## start

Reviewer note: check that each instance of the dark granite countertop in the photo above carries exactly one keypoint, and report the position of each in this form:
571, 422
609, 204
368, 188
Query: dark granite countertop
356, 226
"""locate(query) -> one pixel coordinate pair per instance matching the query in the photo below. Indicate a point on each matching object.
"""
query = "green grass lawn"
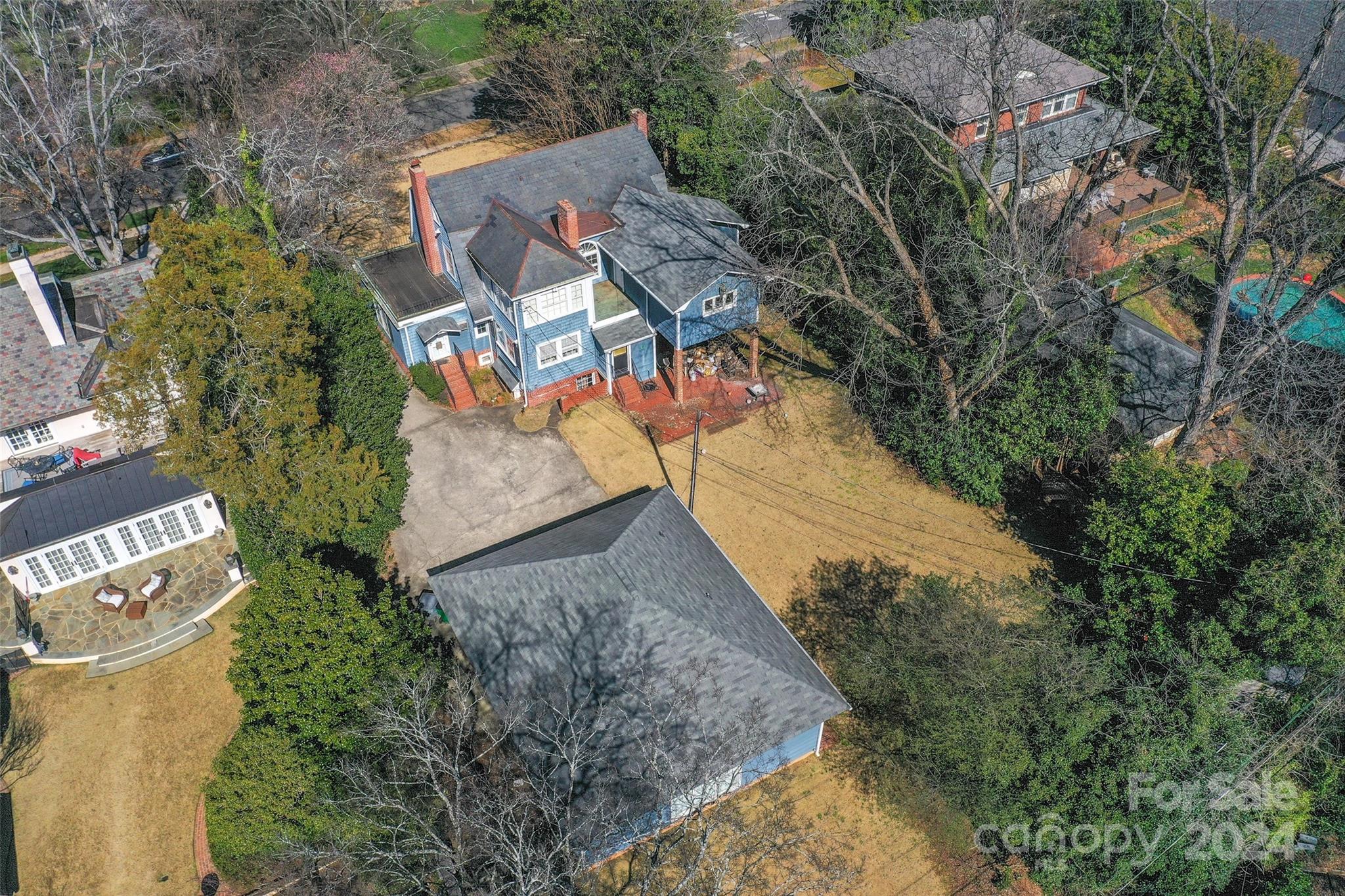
(449, 33)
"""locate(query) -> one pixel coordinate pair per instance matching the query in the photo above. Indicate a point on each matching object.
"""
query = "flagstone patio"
(72, 625)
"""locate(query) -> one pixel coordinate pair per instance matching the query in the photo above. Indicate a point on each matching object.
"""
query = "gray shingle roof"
(404, 281)
(635, 584)
(1294, 26)
(623, 332)
(443, 324)
(586, 171)
(474, 291)
(1162, 372)
(521, 254)
(38, 381)
(944, 66)
(669, 247)
(88, 500)
(1051, 146)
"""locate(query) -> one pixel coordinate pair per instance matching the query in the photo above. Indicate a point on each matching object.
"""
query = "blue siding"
(698, 328)
(795, 747)
(588, 358)
(642, 359)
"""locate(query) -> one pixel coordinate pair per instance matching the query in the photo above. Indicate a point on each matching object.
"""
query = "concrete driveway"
(477, 480)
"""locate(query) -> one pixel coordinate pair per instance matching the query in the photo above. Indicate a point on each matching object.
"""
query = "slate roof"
(521, 254)
(1294, 26)
(1162, 372)
(631, 585)
(1051, 146)
(586, 171)
(405, 284)
(944, 68)
(89, 500)
(443, 324)
(623, 332)
(474, 291)
(38, 381)
(669, 247)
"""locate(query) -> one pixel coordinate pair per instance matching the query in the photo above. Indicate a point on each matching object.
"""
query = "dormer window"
(1060, 105)
(590, 251)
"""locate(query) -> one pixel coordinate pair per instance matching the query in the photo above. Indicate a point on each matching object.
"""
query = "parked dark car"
(171, 154)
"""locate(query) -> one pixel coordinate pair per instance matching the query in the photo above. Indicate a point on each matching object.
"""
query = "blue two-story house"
(565, 268)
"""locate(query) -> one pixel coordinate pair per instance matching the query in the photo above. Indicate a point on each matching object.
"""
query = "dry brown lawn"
(831, 494)
(112, 805)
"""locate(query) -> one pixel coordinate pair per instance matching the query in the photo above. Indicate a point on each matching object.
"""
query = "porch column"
(678, 372)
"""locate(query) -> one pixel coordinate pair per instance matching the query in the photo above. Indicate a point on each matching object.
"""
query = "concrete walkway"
(477, 480)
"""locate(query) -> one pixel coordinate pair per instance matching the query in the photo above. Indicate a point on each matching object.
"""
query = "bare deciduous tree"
(526, 798)
(951, 249)
(307, 156)
(73, 81)
(1274, 195)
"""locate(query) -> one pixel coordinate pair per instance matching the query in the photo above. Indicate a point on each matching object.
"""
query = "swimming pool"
(1325, 327)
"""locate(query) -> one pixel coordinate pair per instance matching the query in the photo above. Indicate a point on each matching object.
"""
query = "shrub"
(363, 394)
(428, 381)
(265, 793)
(311, 645)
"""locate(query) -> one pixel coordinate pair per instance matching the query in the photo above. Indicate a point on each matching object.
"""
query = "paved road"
(444, 108)
(477, 480)
(772, 23)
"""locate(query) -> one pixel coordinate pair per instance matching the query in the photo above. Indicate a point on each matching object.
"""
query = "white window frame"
(84, 557)
(22, 438)
(38, 571)
(588, 250)
(104, 544)
(563, 351)
(718, 303)
(192, 517)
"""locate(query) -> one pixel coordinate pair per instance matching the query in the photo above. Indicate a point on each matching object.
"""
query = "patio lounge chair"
(109, 598)
(155, 586)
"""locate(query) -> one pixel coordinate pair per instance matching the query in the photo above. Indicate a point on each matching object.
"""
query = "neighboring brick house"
(563, 268)
(944, 70)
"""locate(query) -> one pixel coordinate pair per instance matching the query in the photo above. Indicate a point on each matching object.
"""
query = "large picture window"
(558, 350)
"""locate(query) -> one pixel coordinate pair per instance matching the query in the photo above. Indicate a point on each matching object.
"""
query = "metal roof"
(405, 284)
(586, 171)
(623, 332)
(944, 66)
(87, 500)
(630, 584)
(521, 254)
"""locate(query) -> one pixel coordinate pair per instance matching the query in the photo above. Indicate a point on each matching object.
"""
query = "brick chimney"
(426, 219)
(568, 223)
(42, 307)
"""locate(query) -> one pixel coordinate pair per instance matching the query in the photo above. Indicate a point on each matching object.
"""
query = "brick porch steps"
(460, 395)
(627, 390)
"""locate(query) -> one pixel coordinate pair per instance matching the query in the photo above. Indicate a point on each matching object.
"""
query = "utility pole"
(695, 457)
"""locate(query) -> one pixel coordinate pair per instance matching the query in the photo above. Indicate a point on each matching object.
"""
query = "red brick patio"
(725, 402)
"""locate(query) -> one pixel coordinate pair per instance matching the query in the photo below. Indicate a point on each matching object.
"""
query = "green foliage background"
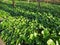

## end

§ **What the task asks**:
Pick out every line of the data above that contains the word "house" and list those lines.

§ **Result for this exercise**:
query = "blue two-story house"
query = "neighboring brick house"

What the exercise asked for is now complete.